Stored data
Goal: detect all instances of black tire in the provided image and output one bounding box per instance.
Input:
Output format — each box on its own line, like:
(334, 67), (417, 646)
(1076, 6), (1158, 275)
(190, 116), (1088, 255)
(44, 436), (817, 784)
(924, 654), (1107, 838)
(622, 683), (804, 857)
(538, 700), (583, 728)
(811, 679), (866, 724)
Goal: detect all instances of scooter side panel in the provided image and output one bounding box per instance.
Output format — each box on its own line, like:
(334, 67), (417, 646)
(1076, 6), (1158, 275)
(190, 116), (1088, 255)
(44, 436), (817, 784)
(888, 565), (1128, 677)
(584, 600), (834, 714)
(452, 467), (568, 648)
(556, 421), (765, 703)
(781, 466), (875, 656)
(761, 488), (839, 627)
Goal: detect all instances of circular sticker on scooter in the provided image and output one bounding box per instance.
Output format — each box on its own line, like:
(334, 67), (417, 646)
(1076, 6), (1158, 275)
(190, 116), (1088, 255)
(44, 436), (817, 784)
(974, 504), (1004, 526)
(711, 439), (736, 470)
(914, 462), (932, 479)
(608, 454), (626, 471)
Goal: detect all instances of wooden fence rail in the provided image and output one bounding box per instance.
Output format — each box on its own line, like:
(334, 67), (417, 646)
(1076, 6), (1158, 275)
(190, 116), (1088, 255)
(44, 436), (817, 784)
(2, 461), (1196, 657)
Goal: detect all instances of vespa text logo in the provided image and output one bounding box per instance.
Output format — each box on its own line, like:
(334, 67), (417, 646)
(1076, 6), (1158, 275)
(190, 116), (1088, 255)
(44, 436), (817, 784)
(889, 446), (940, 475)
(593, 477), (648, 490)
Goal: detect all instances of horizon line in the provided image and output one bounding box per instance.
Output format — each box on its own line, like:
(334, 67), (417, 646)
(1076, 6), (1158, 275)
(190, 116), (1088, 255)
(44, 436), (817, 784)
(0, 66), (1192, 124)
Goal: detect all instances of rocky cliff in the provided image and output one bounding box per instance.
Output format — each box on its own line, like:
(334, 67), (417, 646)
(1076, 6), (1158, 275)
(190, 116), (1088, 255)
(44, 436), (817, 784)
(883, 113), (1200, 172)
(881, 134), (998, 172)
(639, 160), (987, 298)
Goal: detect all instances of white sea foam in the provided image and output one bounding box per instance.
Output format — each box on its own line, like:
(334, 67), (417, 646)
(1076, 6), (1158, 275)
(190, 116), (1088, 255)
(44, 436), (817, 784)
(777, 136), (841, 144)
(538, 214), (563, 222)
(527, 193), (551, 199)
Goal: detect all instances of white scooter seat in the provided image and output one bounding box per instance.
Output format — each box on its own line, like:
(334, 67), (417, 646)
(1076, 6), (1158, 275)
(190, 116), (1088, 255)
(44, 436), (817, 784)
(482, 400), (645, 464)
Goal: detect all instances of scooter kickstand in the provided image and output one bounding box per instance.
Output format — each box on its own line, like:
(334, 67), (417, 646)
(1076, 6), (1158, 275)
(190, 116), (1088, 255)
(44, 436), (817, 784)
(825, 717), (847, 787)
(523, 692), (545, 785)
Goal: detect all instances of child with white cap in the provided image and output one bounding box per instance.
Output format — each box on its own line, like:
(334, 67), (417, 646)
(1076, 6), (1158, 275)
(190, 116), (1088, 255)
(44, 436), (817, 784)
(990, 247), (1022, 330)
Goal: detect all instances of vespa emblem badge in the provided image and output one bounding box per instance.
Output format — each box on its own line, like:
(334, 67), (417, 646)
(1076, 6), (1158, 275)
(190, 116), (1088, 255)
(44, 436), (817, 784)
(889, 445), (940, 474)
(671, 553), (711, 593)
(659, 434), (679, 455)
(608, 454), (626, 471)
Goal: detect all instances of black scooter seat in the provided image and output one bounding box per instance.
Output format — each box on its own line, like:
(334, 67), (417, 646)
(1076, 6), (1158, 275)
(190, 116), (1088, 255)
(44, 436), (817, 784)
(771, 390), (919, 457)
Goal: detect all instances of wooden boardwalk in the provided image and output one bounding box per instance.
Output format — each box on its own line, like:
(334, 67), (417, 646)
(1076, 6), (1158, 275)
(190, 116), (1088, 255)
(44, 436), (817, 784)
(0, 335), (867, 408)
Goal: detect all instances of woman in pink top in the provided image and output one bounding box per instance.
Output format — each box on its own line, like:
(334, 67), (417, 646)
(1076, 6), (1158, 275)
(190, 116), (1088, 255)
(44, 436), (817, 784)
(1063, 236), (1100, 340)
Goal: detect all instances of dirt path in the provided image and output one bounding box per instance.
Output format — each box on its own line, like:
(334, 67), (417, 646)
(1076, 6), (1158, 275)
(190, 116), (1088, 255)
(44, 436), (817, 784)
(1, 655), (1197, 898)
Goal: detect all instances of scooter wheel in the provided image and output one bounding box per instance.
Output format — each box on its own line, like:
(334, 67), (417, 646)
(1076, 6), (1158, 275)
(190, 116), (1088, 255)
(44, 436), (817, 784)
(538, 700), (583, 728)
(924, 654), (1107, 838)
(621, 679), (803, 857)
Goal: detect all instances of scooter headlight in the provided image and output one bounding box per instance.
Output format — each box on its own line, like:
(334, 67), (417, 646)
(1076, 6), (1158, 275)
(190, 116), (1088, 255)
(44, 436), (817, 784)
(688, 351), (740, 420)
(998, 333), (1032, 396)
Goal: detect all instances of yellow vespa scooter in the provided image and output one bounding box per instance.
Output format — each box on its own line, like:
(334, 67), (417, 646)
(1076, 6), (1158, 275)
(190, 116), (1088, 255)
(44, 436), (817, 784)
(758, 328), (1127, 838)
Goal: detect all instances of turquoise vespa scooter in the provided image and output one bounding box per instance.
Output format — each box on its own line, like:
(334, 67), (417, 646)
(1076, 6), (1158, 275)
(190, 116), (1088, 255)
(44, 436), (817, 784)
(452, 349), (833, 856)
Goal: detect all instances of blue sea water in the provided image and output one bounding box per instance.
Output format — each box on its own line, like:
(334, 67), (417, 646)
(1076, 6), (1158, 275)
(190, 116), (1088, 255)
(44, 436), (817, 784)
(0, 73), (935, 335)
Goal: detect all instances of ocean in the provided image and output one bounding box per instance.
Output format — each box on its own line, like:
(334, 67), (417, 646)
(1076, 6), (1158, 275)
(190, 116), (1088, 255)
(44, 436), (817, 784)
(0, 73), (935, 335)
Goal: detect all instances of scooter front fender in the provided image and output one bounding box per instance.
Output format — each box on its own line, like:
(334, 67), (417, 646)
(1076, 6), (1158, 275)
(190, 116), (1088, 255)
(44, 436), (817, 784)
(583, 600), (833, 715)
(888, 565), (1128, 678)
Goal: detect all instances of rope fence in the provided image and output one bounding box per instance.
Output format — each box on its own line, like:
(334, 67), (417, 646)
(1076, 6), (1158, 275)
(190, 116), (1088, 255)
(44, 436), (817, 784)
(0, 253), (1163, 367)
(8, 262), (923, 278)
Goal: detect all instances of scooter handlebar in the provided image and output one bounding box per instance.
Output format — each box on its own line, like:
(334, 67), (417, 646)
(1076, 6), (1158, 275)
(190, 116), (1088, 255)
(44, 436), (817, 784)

__Aim of the task__:
All entries shown above should be duplicated without a single difference.

__Answer below__:
Goal: detect all instances of black tire in the provided image and output one bounding box per instance.
Input:
Output format — each box on its own line, like:
(334, 67), (417, 646)
(1076, 6), (1158, 275)
(190, 116), (1088, 255)
(44, 436), (817, 784)
(924, 654), (1107, 838)
(622, 683), (804, 857)
(538, 700), (583, 728)
(811, 679), (866, 724)
Goal: detect all instances of scooter side panel in the provided image and output one bounding box per instance.
Output format — each box on its own line, like:
(334, 67), (417, 646)
(1076, 6), (1158, 275)
(190, 116), (1088, 255)
(44, 436), (817, 784)
(888, 565), (1128, 677)
(584, 600), (834, 714)
(452, 467), (568, 648)
(556, 421), (765, 703)
(781, 466), (875, 656)
(761, 488), (839, 627)
Goal: detect all instances of circular sticker on scooter in the provided image and output one bounding box per instance.
Output format — each box on its own line, like:
(334, 67), (417, 646)
(1076, 6), (1158, 275)
(190, 116), (1088, 255)
(44, 436), (817, 784)
(974, 504), (1004, 526)
(711, 439), (736, 470)
(914, 462), (932, 479)
(608, 454), (626, 471)
Goal: detect all instances of wooden fence rail in the provided image and output one bounding box per instance.
Output format — each box on its own line, like:
(334, 67), (417, 646)
(1076, 6), (1158, 275)
(190, 116), (1088, 255)
(44, 436), (817, 784)
(2, 461), (1196, 657)
Goal: detect all instances of vespa text logo in the provided image and output one bounding box per instance.
Output format — each box on its own line, like:
(334, 67), (417, 646)
(1076, 6), (1158, 275)
(190, 116), (1088, 255)
(44, 436), (817, 784)
(889, 446), (940, 475)
(593, 477), (648, 490)
Goal: detect all instances of horizon line in the provided image and output one bounding box per instance.
Output format — each box on its own line, like:
(334, 67), (417, 646)
(1076, 6), (1158, 275)
(190, 116), (1088, 255)
(44, 436), (817, 784)
(0, 66), (1192, 124)
Goal: detect all instances of rocky cliff in the provided image and output one bounding box per instance.
Output format — each box on its own line, like:
(334, 67), (417, 646)
(1076, 6), (1158, 275)
(190, 116), (1088, 255)
(44, 436), (817, 784)
(883, 113), (1200, 172)
(881, 134), (998, 172)
(639, 160), (987, 298)
Goal: detect all instances of white sea foam in the provided image and output one bounding box per instance.
Output format — each box on its own line, like:
(334, 67), (417, 646)
(1076, 6), (1158, 275)
(190, 116), (1088, 255)
(44, 436), (817, 784)
(777, 136), (841, 144)
(538, 214), (563, 222)
(527, 193), (551, 199)
Goal: detect all instances of white scooter seat in the provided image and output one bounding box per instance.
Output format — each box on its own line, like:
(334, 67), (417, 646)
(1076, 6), (1158, 275)
(190, 116), (1088, 255)
(44, 436), (817, 784)
(482, 400), (645, 464)
Goal: detect all instances of scooter kickstand in the provided image and output one bounding box per instance.
Output format — each box on its own line, like:
(334, 67), (417, 646)
(1076, 6), (1158, 275)
(190, 116), (1088, 255)
(44, 436), (817, 784)
(825, 717), (847, 787)
(523, 692), (545, 785)
Goal: detect all instances of child with white cap in the provided image and output one bounding box per instance.
Output format — each box on its own line, like:
(334, 67), (417, 646)
(1076, 6), (1158, 275)
(190, 116), (1088, 255)
(44, 436), (817, 784)
(990, 247), (1022, 330)
Goal: detect all instances of vespa emblem badge in the provided image and output one bounding box per instance.
Output format — each box on its own line, like:
(334, 67), (417, 646)
(1076, 6), (1158, 275)
(190, 116), (1088, 255)
(44, 436), (817, 784)
(889, 445), (940, 474)
(671, 553), (711, 593)
(659, 434), (679, 455)
(608, 454), (626, 471)
Goal: detect all instances of black scooter seat in the provided image and output one bounding box per instance.
Output format — each box on its own line, like:
(334, 67), (417, 646)
(1076, 6), (1158, 275)
(190, 116), (1088, 255)
(44, 436), (817, 784)
(771, 390), (919, 457)
Goal: detect all instances of wooden boardwalk in the provided image and output one bounding box per instance.
Output format — each box on its own line, like:
(334, 67), (417, 646)
(1076, 6), (1158, 275)
(190, 116), (1088, 255)
(44, 436), (817, 784)
(0, 335), (867, 408)
Goal: detect all instances of woman in pink top in the provided image and output one bounding box per instance.
Output format — each box on its own line, like:
(334, 67), (417, 646)
(1076, 6), (1158, 275)
(190, 116), (1088, 255)
(44, 436), (817, 784)
(1063, 236), (1100, 340)
Goal: detect all instances of dirt path in the provided image and output one bounding box per instance.
Output format — each box on its own line, like:
(334, 67), (417, 646)
(1076, 6), (1158, 275)
(190, 116), (1088, 255)
(44, 436), (817, 784)
(1, 655), (1197, 898)
Goal: detect all instances of scooter wheel in the provided image and output one bounding box per instance.
Output format — each box on its own line, like:
(334, 67), (417, 646)
(1076, 6), (1158, 275)
(190, 116), (1088, 255)
(44, 436), (817, 784)
(538, 700), (583, 728)
(924, 654), (1107, 838)
(621, 679), (803, 857)
Goal: detect all instances of scooter headlight in the provided image and output one bounding box per instance.
Output format — each box on its own line, like:
(334, 67), (417, 646)
(1076, 6), (1158, 275)
(190, 116), (1088, 255)
(44, 436), (817, 784)
(688, 351), (740, 420)
(998, 333), (1032, 396)
Goal: detect all instances of yellow vespa scooter in the provided image and output one bounding box per instance.
Output format — each box on its own line, like:
(334, 67), (417, 646)
(1076, 6), (1158, 275)
(190, 116), (1088, 255)
(44, 436), (817, 784)
(758, 328), (1127, 838)
Goal: detect all instances of turquoise vespa scooter in the provided image and output one bounding box per instance.
Output format — each box on its own line, like:
(334, 67), (417, 646)
(1076, 6), (1158, 275)
(190, 116), (1088, 255)
(44, 436), (817, 784)
(452, 349), (833, 856)
Goal: detect all instances of blue sea water in the provided image and output one bounding box per instance.
Output format — each box on its own line, like:
(334, 67), (417, 646)
(1076, 6), (1158, 275)
(190, 116), (1088, 255)
(44, 436), (817, 784)
(0, 73), (935, 335)
Goal: detect all instances of ocean in the provided image and output one bounding box per instance.
Output format — each box on its own line, like:
(334, 67), (417, 646)
(1076, 6), (1158, 275)
(190, 116), (1088, 255)
(44, 436), (817, 784)
(0, 73), (935, 335)
Goal: detect all instances of scooter front fender in the provided image and output one bounding box per instance.
Output format — each box on its own line, like:
(334, 67), (417, 646)
(1076, 6), (1158, 275)
(190, 116), (1088, 255)
(44, 436), (817, 784)
(583, 600), (833, 715)
(888, 565), (1128, 678)
Goal: detect all instances of rope fence in the provided image and output one bounding box per instance.
Output format — each box on its own line, like:
(334, 67), (417, 646)
(1076, 6), (1158, 275)
(190, 116), (1088, 255)
(44, 436), (817, 784)
(0, 253), (1163, 367)
(8, 262), (923, 278)
Goal: detect all instances of scooter handlebar in the provided image and output one bounding box per instance.
Output format — each box on its own line, like:
(334, 67), (417, 646)
(1076, 6), (1158, 275)
(190, 116), (1088, 255)
(44, 436), (817, 784)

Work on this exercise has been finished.